» **TASK GOAL**
Quote the stretch of the endangered species article from "The political fight" through "of North America.".

» **GIVEN PASSAGE**
*** Begin section ***

Fish is latest in long line of species spats
WASHINGTON - Getting tired, really tired, of all the debate and legal wrangling swirling around the Rio Grande silvery minnow? You're not alone.
The minnow is just the latest of dozens of endangered species throughout America that have frustrated major construction projects, anti-erosion programs for private beachfront property, huge lumbering operations and, in Albuquerque's case, unimpeded access to water during a drought.
"There certainly is a basis for the frustration," said Frank Tymon, a professional writer from rural Lancaster, Calif., who serves on his local water board and has followed the fight over the New Mexico minnow. "After all, I lived in Oregon when the spotted owl started to really bother people in the timber industry."
The Northern Spotted Owl was placed on the endangered species list in 1990, resulting in termination of logging operations on millions of acres of Pacific Northwest forests. "It was an over-reaction on the part of the government and they certainly didn't do themselves or their reputation any good," Tymon said.
The political fight that ensued inspired Tymon to write and publish the poem "Spotted Owl Stew" even though he's not particularly anti-environment:
"If the water's scarce and the country's dry,
And you just might be wondering why,
Them fish gotta have some water too,
So just relax with some Spotted Owl stew."
A number of property rights groups have established Internet Web sites in recent years to suggest that the Endangered Species Act of 1973 has become a classic example of the law of unintended consequences.
"The Endangered Species Act was passed with the best of intentions, to save species of animals and plants from extinction. Unfortunately, it's had little success," said Troy R. Madar, director of the South Dakota-based Abundant Wildlife Society of North America.

*** End section ***

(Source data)
*** Begin section ***

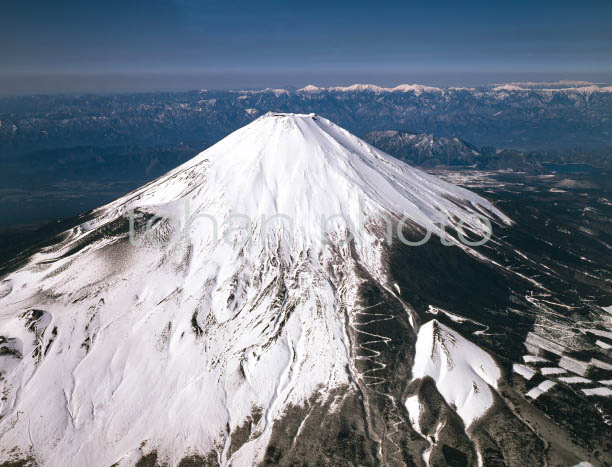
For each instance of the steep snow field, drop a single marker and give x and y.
(464, 373)
(176, 341)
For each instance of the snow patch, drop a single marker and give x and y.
(464, 373)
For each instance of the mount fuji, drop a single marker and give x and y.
(261, 305)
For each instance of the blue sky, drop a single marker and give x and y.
(319, 40)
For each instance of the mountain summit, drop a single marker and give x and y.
(241, 309)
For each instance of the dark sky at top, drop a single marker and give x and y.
(288, 42)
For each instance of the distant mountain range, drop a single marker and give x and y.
(509, 116)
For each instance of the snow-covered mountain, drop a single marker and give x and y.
(427, 150)
(243, 309)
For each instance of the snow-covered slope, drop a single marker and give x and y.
(205, 319)
(464, 373)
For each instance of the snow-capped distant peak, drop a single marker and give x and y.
(311, 88)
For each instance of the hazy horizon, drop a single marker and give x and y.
(19, 83)
(174, 45)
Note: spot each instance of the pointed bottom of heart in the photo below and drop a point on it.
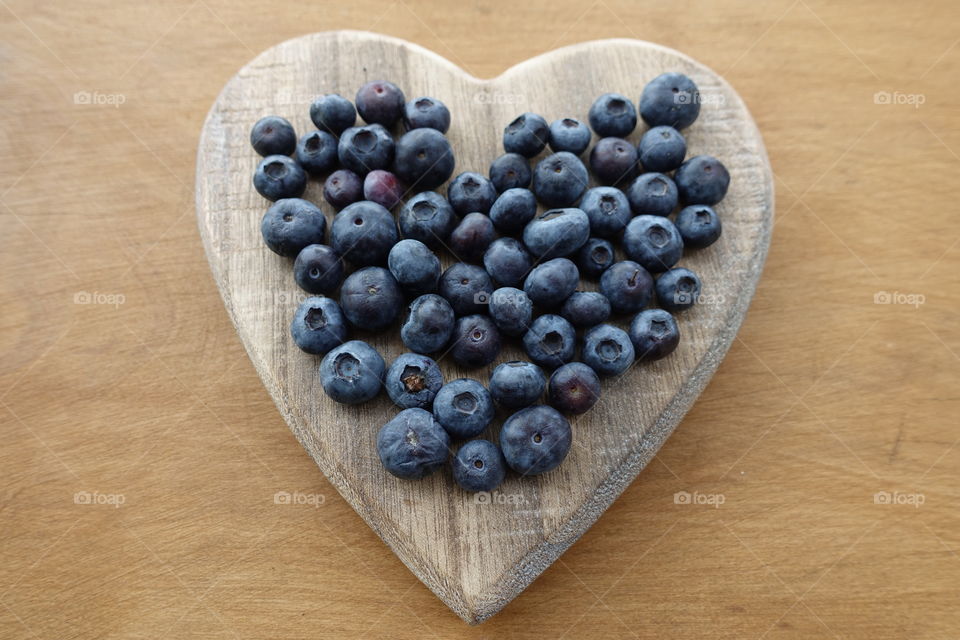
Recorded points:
(475, 553)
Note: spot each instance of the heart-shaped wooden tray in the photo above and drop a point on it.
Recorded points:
(475, 553)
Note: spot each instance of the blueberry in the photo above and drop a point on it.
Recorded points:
(586, 308)
(363, 149)
(383, 188)
(416, 268)
(608, 210)
(279, 177)
(371, 298)
(352, 373)
(513, 209)
(510, 171)
(273, 136)
(702, 180)
(628, 286)
(511, 310)
(551, 282)
(677, 289)
(318, 325)
(550, 341)
(595, 257)
(466, 287)
(428, 325)
(333, 113)
(654, 335)
(479, 466)
(470, 192)
(699, 226)
(517, 384)
(661, 149)
(569, 134)
(343, 187)
(424, 158)
(291, 224)
(380, 102)
(535, 440)
(670, 99)
(559, 180)
(413, 380)
(652, 194)
(427, 217)
(613, 115)
(613, 160)
(426, 113)
(574, 388)
(317, 152)
(654, 242)
(363, 233)
(470, 239)
(318, 269)
(607, 350)
(556, 233)
(476, 341)
(413, 445)
(507, 261)
(463, 407)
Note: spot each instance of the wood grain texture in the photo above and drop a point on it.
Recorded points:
(476, 556)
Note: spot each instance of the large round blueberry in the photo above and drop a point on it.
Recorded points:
(479, 466)
(654, 334)
(426, 113)
(363, 233)
(466, 287)
(513, 209)
(371, 298)
(628, 287)
(318, 325)
(272, 136)
(363, 149)
(476, 341)
(510, 171)
(424, 158)
(428, 325)
(279, 177)
(352, 373)
(291, 224)
(517, 384)
(527, 135)
(670, 99)
(413, 380)
(702, 180)
(551, 282)
(556, 233)
(574, 388)
(653, 242)
(677, 289)
(551, 341)
(427, 217)
(511, 310)
(415, 267)
(607, 350)
(413, 445)
(463, 407)
(662, 149)
(318, 269)
(380, 102)
(613, 115)
(535, 440)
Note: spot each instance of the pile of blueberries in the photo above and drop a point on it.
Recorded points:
(518, 266)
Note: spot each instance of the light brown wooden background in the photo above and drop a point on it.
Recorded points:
(825, 399)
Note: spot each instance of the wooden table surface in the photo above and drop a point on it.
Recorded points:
(141, 454)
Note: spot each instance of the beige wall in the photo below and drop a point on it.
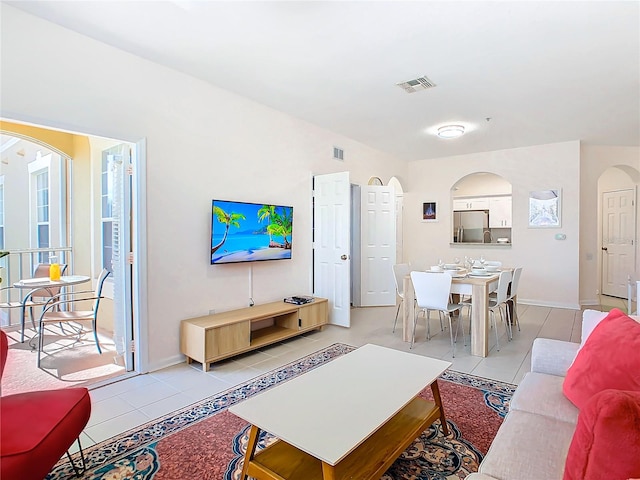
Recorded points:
(202, 143)
(205, 143)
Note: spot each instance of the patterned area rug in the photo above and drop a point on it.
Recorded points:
(205, 441)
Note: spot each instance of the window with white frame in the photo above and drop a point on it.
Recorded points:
(107, 209)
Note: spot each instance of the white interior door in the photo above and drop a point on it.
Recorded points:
(331, 243)
(618, 241)
(121, 167)
(378, 247)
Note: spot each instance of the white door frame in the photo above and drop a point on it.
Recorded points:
(620, 287)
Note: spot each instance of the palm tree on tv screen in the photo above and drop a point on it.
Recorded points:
(228, 219)
(280, 223)
(267, 212)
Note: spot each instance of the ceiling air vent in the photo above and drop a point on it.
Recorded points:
(421, 83)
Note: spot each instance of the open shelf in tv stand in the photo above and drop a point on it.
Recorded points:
(222, 335)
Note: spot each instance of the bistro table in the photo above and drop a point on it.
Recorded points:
(479, 289)
(43, 283)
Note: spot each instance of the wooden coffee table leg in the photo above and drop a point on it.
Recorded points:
(436, 397)
(251, 450)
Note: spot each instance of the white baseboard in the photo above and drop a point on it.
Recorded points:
(541, 303)
(165, 362)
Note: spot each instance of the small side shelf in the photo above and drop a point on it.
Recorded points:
(215, 337)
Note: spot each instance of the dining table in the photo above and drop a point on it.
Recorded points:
(44, 283)
(478, 287)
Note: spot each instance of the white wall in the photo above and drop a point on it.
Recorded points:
(202, 143)
(551, 267)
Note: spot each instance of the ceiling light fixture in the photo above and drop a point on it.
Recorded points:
(451, 131)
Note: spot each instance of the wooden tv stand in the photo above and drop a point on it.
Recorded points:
(215, 337)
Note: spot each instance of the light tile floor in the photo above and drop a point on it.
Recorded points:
(131, 402)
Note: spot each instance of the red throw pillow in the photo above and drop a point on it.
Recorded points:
(610, 358)
(606, 443)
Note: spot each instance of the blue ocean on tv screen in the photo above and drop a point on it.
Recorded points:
(254, 232)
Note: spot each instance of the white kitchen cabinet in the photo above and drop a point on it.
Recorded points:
(500, 212)
(460, 204)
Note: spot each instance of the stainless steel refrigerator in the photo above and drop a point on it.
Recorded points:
(469, 226)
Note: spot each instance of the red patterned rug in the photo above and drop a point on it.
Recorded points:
(205, 441)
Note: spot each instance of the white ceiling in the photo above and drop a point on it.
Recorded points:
(542, 72)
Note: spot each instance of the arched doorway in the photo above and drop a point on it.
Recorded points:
(617, 232)
(58, 195)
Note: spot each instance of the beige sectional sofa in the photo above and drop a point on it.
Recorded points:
(533, 441)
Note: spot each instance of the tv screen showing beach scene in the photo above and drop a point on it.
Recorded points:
(250, 232)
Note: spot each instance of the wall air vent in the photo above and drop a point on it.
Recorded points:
(421, 83)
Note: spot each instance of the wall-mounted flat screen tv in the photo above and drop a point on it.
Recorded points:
(250, 232)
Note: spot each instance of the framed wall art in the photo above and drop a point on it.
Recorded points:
(429, 212)
(545, 208)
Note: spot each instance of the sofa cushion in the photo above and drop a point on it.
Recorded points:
(606, 443)
(542, 394)
(608, 359)
(528, 446)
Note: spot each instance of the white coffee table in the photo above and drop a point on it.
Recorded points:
(350, 418)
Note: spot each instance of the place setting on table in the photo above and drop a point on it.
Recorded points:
(470, 268)
(475, 278)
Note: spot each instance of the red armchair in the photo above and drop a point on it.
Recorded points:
(37, 428)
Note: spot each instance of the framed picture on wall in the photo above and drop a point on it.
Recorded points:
(545, 208)
(429, 212)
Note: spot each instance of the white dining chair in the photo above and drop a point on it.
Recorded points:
(432, 293)
(400, 270)
(498, 302)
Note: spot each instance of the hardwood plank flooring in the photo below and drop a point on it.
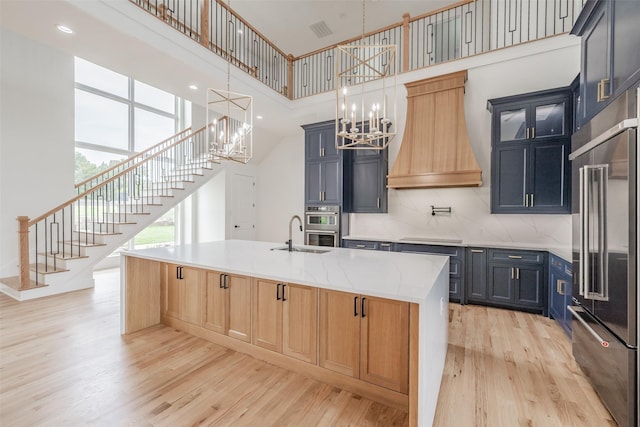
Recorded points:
(63, 362)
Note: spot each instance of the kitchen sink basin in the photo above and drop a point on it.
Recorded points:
(299, 249)
(430, 240)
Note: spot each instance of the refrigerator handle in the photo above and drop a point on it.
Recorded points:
(603, 252)
(583, 272)
(579, 318)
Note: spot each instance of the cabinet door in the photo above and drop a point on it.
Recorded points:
(331, 179)
(367, 184)
(172, 289)
(626, 39)
(549, 119)
(529, 286)
(501, 283)
(476, 283)
(239, 307)
(194, 281)
(215, 313)
(300, 322)
(549, 189)
(384, 343)
(556, 299)
(267, 314)
(509, 169)
(595, 58)
(340, 332)
(313, 187)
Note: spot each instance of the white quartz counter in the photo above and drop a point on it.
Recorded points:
(563, 252)
(399, 276)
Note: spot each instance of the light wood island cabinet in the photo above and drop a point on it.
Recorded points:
(285, 318)
(294, 311)
(228, 305)
(365, 337)
(182, 292)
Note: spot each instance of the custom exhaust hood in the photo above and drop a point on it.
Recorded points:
(435, 149)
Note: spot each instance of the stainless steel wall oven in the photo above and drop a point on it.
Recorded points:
(322, 226)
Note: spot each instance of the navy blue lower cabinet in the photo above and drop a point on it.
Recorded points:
(560, 288)
(507, 278)
(476, 275)
(456, 265)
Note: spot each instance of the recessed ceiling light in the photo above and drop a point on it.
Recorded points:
(64, 29)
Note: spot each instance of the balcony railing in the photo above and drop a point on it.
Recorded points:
(464, 29)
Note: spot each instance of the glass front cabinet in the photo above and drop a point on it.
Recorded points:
(530, 141)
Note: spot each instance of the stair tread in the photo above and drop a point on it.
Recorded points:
(40, 268)
(14, 283)
(66, 257)
(99, 233)
(83, 244)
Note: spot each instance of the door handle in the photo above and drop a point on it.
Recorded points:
(560, 286)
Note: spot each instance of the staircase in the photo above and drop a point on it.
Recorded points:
(59, 248)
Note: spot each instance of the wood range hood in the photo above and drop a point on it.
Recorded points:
(435, 150)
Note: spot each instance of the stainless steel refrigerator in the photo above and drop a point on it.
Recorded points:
(605, 254)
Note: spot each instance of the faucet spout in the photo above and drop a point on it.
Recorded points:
(290, 241)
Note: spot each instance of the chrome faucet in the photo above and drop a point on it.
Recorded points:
(289, 242)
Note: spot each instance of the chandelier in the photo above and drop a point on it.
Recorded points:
(229, 116)
(365, 94)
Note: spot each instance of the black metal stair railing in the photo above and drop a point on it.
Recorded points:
(50, 240)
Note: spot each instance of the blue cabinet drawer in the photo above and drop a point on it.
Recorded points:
(361, 244)
(516, 256)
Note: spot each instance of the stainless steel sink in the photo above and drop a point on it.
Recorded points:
(299, 249)
(430, 239)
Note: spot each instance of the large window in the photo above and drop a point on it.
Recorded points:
(117, 116)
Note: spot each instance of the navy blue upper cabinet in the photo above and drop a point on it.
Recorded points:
(610, 60)
(367, 187)
(323, 165)
(531, 135)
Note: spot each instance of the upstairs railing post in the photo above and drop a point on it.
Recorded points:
(204, 23)
(23, 246)
(405, 43)
(289, 93)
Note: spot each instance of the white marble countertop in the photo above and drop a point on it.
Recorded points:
(562, 252)
(399, 276)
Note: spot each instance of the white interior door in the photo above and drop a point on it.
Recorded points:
(243, 215)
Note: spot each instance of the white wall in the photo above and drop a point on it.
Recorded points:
(280, 181)
(535, 66)
(36, 136)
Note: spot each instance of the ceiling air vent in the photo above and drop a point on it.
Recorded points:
(320, 29)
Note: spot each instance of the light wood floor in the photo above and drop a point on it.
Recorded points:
(63, 362)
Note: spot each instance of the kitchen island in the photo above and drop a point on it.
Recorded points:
(374, 323)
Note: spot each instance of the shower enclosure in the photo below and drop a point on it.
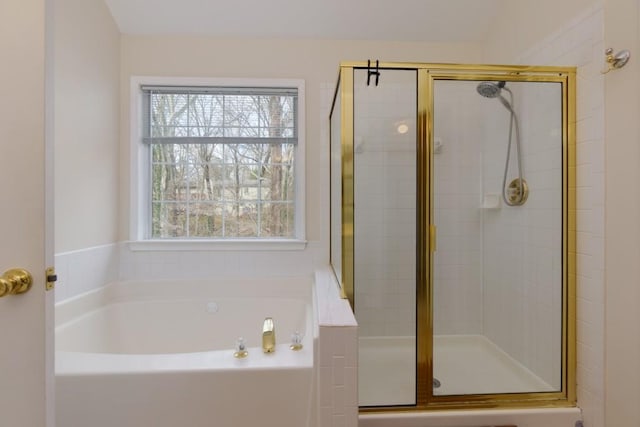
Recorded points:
(453, 232)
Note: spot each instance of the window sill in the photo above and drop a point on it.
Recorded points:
(218, 245)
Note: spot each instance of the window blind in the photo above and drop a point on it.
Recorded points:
(219, 115)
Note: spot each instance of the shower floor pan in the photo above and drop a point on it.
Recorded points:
(464, 364)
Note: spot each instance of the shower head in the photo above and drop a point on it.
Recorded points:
(490, 89)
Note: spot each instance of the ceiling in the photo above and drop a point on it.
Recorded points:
(397, 20)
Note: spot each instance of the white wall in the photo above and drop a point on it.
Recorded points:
(86, 71)
(457, 198)
(87, 103)
(522, 245)
(622, 273)
(575, 37)
(315, 61)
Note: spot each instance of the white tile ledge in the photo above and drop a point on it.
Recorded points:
(534, 417)
(218, 245)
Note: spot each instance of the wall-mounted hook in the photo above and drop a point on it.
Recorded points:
(616, 61)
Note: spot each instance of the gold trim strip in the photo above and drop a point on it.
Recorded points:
(348, 254)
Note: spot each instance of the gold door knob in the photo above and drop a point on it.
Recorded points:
(15, 281)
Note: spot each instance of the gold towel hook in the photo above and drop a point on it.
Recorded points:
(616, 61)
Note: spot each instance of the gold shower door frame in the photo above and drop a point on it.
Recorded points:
(425, 245)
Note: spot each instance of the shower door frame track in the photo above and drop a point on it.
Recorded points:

*** End section ***

» **OUTPUT OF THE TASK**
The political fight that ensued inspired Tymon to write and publish the poem "Spotted Owl Stew" even though he's not particularly anti-environment:
"If the water's scarce and the country's dry,
And you just might be wondering why,
Them fish gotta have some water too,
So just relax with some Spotted Owl stew."
A number of property rights groups have established Internet Web sites in recent years to suggest that the Endangered Species Act of 1973 has become a classic example of the law of unintended consequences.
"The Endangered Species Act was passed with the best of intentions, to save species of animals and plants from extinction. Unfortunately, it's had little success," said Troy R. Madar, director of the South Dakota-based Abundant Wildlife Society of North America.